*** Opening Materials provided ***

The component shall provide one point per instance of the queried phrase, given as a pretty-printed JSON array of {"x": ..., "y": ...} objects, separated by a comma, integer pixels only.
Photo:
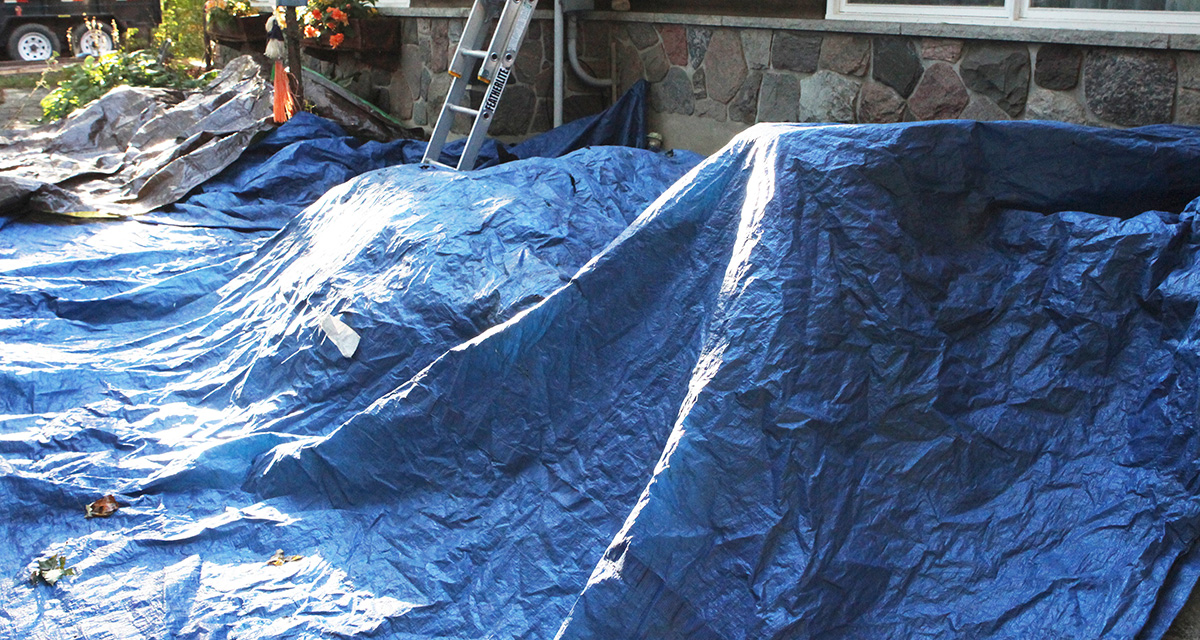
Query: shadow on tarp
[
  {"x": 136, "y": 149},
  {"x": 927, "y": 380},
  {"x": 303, "y": 159}
]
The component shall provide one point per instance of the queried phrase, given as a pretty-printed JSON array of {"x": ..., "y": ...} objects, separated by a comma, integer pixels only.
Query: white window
[{"x": 1151, "y": 16}]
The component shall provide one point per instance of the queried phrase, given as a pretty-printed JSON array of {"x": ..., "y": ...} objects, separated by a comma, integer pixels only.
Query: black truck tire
[
  {"x": 33, "y": 41},
  {"x": 91, "y": 41}
]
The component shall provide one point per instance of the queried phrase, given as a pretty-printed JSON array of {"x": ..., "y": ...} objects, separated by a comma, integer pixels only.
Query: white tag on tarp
[{"x": 345, "y": 338}]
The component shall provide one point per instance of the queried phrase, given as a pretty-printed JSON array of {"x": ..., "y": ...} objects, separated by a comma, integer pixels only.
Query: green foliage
[
  {"x": 183, "y": 23},
  {"x": 93, "y": 78},
  {"x": 51, "y": 569}
]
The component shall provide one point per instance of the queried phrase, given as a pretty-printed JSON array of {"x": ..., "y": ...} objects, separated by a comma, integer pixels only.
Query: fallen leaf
[
  {"x": 279, "y": 558},
  {"x": 103, "y": 507},
  {"x": 51, "y": 569}
]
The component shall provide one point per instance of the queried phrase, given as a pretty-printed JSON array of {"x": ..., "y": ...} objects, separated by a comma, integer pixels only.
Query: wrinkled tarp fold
[{"x": 912, "y": 381}]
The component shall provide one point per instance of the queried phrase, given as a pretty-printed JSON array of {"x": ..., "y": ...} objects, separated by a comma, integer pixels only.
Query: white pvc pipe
[
  {"x": 558, "y": 63},
  {"x": 573, "y": 36}
]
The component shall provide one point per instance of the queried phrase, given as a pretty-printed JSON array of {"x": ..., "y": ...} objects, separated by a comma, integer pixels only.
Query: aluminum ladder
[{"x": 496, "y": 66}]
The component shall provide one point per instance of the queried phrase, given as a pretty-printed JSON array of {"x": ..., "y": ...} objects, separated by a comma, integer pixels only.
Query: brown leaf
[
  {"x": 279, "y": 558},
  {"x": 103, "y": 507}
]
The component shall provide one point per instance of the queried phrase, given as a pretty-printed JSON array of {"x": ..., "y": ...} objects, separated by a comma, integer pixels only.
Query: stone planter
[
  {"x": 378, "y": 34},
  {"x": 240, "y": 30}
]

*** Closing Materials provided ***

Activity: From the line containing "Query: brown leaf" down to the last line of the data above, copy every line exactly; leave out all other lines.

Finished task:
Query: brown leaf
[
  {"x": 279, "y": 558},
  {"x": 103, "y": 507}
]
The component shall provide one point per instance of the queried phrase, given as a pretty-printed JSON array of {"x": ..., "y": ...} objects, separated by a comma, integer pixels only.
Query: stone planter
[
  {"x": 378, "y": 34},
  {"x": 240, "y": 30}
]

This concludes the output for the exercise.